>> begin INPUT FOR THIS TASK
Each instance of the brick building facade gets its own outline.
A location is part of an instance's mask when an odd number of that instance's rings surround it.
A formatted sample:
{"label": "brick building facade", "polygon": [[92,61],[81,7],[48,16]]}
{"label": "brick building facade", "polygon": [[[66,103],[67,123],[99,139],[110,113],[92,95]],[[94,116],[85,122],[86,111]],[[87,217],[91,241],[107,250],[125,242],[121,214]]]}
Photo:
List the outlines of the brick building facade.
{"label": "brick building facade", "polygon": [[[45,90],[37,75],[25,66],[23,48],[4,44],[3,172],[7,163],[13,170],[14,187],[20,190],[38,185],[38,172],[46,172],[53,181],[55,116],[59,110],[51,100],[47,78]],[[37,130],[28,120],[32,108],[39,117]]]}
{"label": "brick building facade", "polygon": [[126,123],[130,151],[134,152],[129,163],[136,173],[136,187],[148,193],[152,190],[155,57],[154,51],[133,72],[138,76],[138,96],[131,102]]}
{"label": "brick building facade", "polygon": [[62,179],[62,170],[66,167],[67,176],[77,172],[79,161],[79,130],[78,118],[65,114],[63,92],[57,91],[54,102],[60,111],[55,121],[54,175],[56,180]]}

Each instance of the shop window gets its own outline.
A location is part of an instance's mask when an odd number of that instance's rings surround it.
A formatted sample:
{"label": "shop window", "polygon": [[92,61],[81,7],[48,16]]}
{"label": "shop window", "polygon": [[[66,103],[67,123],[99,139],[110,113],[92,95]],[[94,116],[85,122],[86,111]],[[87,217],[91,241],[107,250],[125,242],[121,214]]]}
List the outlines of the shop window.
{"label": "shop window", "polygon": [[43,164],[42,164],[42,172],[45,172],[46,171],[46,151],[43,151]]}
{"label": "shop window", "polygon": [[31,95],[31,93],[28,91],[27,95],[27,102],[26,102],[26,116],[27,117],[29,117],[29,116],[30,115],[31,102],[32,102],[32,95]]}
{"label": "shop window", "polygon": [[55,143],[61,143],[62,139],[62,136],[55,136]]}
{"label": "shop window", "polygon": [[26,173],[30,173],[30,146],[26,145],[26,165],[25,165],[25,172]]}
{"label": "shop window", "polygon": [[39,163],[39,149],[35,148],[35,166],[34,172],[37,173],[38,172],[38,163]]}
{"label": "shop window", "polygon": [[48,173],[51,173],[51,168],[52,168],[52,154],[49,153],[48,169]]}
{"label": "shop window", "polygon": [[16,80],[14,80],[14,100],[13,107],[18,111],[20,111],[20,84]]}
>> end INPUT FOR THIS TASK
EXERCISE PROMPT | Copy all of the entries above line for line, without altering a single character.

THE REPLY |
Each instance of the brick building facade gets its own outline.
A location is part of an instance's mask when an odd number of that instance's rings surround it.
A formatted sample:
{"label": "brick building facade", "polygon": [[92,61],[81,7],[48,16]]}
{"label": "brick building facade", "polygon": [[[66,103],[67,123],[99,139],[110,113],[92,95]],[[94,116],[85,122],[86,111]],[[87,217],[91,241],[107,250],[125,242],[121,214]]]}
Photo:
List the outlines of the brick building facade.
{"label": "brick building facade", "polygon": [[[45,90],[37,75],[25,66],[23,48],[4,44],[3,172],[7,163],[13,170],[14,187],[20,190],[38,185],[38,172],[46,172],[53,181],[55,116],[59,110],[51,100],[47,78]],[[37,130],[28,120],[32,108],[39,117]]]}
{"label": "brick building facade", "polygon": [[126,123],[130,151],[134,152],[129,163],[136,173],[136,187],[148,193],[152,190],[155,57],[154,51],[133,72],[138,76],[138,96],[131,102]]}
{"label": "brick building facade", "polygon": [[62,179],[62,170],[66,167],[67,176],[77,172],[79,161],[79,130],[78,118],[65,114],[63,92],[57,91],[54,102],[60,111],[55,121],[54,175],[56,180]]}

Each instance of the shop window gets its own outline.
A location is part of an instance's mask when an odd number of that instance's rings surround it.
A formatted sample:
{"label": "shop window", "polygon": [[92,61],[81,7],[48,16]]}
{"label": "shop window", "polygon": [[[66,103],[67,123],[99,139],[110,113],[92,95]],[[94,116],[85,122],[86,111]],[[87,217],[91,241],[107,250],[125,242],[121,214]]]}
List the outlines of the shop window.
{"label": "shop window", "polygon": [[43,164],[42,164],[42,172],[45,172],[46,171],[46,151],[43,151]]}
{"label": "shop window", "polygon": [[31,95],[31,93],[28,91],[27,95],[27,102],[26,102],[26,116],[27,117],[29,117],[29,116],[30,115],[31,102],[32,102],[32,95]]}
{"label": "shop window", "polygon": [[55,143],[61,143],[62,139],[62,136],[55,136]]}
{"label": "shop window", "polygon": [[26,173],[30,173],[30,146],[26,145],[26,165],[25,165],[25,172]]}
{"label": "shop window", "polygon": [[39,163],[39,149],[35,148],[35,166],[34,172],[37,173],[38,172],[38,163]]}
{"label": "shop window", "polygon": [[48,173],[51,173],[51,168],[52,168],[52,154],[49,153],[48,169]]}
{"label": "shop window", "polygon": [[16,80],[14,80],[14,100],[13,107],[18,111],[20,111],[20,84]]}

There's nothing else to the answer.